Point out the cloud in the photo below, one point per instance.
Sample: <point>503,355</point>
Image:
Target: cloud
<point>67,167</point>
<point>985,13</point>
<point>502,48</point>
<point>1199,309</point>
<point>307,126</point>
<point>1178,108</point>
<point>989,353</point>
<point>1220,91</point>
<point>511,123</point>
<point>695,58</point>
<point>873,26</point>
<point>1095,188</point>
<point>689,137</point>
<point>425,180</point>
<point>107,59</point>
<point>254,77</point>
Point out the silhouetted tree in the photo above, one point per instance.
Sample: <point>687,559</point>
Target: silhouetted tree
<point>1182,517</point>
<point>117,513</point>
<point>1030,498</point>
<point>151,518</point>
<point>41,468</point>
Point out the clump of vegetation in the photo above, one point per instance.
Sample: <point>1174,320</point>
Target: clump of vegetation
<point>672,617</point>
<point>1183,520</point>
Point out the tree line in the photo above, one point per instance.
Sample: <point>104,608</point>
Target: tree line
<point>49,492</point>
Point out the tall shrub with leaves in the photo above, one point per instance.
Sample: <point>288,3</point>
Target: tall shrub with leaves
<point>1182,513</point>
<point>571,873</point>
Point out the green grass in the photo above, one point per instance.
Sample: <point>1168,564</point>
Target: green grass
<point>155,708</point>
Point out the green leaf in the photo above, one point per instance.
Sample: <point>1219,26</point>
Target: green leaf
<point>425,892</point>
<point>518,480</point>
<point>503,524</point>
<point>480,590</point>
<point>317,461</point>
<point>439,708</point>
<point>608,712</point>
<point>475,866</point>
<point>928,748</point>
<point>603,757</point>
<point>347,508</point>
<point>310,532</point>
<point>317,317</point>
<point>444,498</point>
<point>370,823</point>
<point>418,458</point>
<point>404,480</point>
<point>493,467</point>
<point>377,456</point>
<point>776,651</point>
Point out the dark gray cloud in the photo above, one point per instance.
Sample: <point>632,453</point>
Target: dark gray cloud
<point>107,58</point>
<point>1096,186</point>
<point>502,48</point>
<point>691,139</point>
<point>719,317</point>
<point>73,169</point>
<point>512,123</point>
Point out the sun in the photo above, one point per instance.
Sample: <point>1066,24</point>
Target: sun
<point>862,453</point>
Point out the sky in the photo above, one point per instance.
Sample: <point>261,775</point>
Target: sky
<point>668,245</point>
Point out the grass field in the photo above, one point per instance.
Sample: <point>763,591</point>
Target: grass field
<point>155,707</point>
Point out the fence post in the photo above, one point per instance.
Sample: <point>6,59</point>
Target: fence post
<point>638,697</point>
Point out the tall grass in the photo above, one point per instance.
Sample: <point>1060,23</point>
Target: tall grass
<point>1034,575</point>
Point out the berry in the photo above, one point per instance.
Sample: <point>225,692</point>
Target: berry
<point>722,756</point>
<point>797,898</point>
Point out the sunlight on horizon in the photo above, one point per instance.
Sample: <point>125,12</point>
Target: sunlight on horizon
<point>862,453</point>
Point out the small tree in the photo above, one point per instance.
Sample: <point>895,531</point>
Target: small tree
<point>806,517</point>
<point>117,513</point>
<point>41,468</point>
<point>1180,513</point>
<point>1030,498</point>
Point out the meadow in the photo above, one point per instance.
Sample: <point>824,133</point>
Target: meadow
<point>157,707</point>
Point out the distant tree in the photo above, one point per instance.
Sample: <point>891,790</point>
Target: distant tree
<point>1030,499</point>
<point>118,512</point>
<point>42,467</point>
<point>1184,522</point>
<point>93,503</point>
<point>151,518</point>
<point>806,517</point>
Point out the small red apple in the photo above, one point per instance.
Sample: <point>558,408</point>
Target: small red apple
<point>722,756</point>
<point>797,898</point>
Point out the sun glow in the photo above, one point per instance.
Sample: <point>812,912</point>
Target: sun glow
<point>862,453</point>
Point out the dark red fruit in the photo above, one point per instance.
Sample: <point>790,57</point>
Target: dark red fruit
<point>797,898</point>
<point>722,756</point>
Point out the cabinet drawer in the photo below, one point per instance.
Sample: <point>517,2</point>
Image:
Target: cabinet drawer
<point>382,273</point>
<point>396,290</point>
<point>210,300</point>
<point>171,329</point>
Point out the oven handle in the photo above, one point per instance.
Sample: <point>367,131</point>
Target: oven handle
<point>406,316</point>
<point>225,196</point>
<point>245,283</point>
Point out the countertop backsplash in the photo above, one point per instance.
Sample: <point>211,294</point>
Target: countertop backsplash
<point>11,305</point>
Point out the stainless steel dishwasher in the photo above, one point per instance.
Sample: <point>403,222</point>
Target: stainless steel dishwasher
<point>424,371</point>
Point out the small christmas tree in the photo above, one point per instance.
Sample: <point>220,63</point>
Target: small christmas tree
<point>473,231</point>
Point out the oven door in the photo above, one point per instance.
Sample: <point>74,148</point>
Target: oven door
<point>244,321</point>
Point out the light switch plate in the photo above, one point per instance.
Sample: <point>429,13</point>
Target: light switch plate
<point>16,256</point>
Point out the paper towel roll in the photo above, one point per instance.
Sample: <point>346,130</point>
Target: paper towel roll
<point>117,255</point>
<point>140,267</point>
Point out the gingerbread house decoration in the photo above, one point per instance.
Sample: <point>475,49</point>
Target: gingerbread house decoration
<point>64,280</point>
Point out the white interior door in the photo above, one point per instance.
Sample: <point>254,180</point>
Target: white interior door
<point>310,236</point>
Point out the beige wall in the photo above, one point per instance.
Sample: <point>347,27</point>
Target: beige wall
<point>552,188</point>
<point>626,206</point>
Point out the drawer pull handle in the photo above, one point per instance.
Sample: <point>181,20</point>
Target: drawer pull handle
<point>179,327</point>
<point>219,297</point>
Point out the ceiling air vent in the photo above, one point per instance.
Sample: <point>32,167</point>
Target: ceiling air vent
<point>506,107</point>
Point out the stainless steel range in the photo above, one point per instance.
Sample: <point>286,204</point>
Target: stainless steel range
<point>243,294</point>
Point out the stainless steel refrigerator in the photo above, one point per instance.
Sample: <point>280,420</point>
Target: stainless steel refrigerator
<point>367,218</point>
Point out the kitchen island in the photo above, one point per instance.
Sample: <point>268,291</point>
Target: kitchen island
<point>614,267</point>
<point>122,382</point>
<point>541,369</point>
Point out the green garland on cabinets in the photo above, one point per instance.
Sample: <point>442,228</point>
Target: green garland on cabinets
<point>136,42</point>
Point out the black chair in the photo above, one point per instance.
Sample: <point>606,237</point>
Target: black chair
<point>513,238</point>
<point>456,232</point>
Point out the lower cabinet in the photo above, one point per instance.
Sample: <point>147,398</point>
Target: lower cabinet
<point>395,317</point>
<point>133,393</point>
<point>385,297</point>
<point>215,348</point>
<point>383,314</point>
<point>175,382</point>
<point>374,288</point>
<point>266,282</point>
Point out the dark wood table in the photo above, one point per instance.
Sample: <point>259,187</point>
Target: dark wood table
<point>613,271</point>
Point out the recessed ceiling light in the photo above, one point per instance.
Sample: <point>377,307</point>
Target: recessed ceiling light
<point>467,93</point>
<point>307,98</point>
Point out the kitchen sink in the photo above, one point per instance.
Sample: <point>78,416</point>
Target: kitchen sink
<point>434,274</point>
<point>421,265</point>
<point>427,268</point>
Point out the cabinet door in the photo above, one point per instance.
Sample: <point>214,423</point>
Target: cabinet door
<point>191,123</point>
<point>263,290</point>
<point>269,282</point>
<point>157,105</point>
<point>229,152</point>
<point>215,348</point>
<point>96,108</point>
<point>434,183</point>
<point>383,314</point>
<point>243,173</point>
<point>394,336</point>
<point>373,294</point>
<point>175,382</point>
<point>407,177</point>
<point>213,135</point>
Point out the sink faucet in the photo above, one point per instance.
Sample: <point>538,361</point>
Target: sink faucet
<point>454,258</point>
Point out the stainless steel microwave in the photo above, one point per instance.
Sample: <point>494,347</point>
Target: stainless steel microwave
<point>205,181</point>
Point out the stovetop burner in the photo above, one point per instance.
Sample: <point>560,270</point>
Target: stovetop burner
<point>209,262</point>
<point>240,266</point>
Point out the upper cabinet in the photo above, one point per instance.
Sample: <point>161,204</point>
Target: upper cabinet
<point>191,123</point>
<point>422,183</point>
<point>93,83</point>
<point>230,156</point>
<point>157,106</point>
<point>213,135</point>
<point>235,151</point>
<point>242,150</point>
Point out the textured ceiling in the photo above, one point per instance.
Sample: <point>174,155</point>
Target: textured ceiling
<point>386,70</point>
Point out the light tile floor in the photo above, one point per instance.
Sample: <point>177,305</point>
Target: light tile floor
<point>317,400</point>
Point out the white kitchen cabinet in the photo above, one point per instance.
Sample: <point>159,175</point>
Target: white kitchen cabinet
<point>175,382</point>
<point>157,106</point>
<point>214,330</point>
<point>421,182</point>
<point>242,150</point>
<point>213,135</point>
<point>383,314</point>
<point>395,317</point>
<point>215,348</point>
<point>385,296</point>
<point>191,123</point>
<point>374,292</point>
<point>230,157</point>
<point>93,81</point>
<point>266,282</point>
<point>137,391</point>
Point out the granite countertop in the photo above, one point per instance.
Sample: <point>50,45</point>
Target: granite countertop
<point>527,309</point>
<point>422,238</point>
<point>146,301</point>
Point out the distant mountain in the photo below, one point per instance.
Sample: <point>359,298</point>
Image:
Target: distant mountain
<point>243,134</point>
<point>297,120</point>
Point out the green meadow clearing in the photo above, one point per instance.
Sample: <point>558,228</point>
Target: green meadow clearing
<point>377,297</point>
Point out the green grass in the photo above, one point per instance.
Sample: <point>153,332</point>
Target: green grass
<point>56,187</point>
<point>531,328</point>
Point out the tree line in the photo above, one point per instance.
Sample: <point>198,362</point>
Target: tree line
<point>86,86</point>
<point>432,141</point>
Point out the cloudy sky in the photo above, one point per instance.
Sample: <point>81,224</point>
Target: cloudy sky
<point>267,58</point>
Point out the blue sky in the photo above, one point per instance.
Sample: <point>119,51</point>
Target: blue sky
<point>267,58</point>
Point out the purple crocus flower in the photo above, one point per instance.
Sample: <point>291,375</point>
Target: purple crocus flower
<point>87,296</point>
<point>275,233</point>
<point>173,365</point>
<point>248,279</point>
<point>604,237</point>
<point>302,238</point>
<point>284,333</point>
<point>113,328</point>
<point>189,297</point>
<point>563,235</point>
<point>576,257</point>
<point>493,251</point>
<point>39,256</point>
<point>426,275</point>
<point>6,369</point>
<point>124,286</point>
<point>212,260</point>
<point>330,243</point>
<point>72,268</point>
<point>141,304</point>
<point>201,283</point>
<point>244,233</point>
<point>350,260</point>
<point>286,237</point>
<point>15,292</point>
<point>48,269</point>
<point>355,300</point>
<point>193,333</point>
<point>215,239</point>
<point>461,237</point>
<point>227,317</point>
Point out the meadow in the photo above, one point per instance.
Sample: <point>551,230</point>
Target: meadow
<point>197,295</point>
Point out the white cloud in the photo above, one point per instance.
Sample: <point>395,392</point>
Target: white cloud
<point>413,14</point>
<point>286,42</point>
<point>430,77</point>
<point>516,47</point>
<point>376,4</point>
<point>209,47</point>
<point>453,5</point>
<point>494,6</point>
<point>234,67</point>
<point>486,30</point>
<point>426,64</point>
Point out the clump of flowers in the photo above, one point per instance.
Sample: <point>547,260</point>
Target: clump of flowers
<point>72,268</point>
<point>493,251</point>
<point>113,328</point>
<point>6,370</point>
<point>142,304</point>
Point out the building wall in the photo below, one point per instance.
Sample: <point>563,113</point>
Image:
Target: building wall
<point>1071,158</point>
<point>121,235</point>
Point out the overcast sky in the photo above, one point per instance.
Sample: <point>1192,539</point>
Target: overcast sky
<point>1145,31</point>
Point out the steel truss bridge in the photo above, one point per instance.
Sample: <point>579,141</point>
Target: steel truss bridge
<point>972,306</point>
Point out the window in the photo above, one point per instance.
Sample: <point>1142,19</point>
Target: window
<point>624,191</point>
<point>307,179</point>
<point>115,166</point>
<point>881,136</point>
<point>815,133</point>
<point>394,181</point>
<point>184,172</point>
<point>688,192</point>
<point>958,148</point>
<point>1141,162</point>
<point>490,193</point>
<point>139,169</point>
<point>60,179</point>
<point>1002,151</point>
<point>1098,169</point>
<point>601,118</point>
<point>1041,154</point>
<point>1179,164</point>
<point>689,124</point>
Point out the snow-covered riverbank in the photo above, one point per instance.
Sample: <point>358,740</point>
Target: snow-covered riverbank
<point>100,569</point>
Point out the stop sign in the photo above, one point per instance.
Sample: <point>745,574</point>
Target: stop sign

----------------

Print, exactly as written, the first line of the records above and each line after it until the line with "Sample: <point>288,3</point>", which is printed too.

OUTPUT FOR THIS EXERCISE -
Point out the cloud in the photo below, one point per instance.
Sample: <point>503,355</point>
Image:
Target: cloud
<point>67,167</point>
<point>985,13</point>
<point>502,48</point>
<point>1199,309</point>
<point>307,126</point>
<point>1178,108</point>
<point>989,353</point>
<point>1220,91</point>
<point>511,123</point>
<point>695,58</point>
<point>873,26</point>
<point>1095,188</point>
<point>689,137</point>
<point>425,180</point>
<point>107,59</point>
<point>254,77</point>
Point out the silhouetted tree in the photo above, one point per instance.
Sample: <point>687,559</point>
Target: silhouetted tree
<point>1182,517</point>
<point>117,513</point>
<point>1030,498</point>
<point>151,518</point>
<point>41,468</point>
Point out the clump of vegetation in the photo above, one point per instance.
Sample: <point>1174,320</point>
Target: clump of vegetation
<point>672,617</point>
<point>1183,520</point>
Point out the tree line in the photo above, one point per instance.
Sample: <point>104,608</point>
Target: tree line
<point>49,492</point>
Point out the tall shrub with leaves in the photo above, one point per instance.
Sample: <point>288,3</point>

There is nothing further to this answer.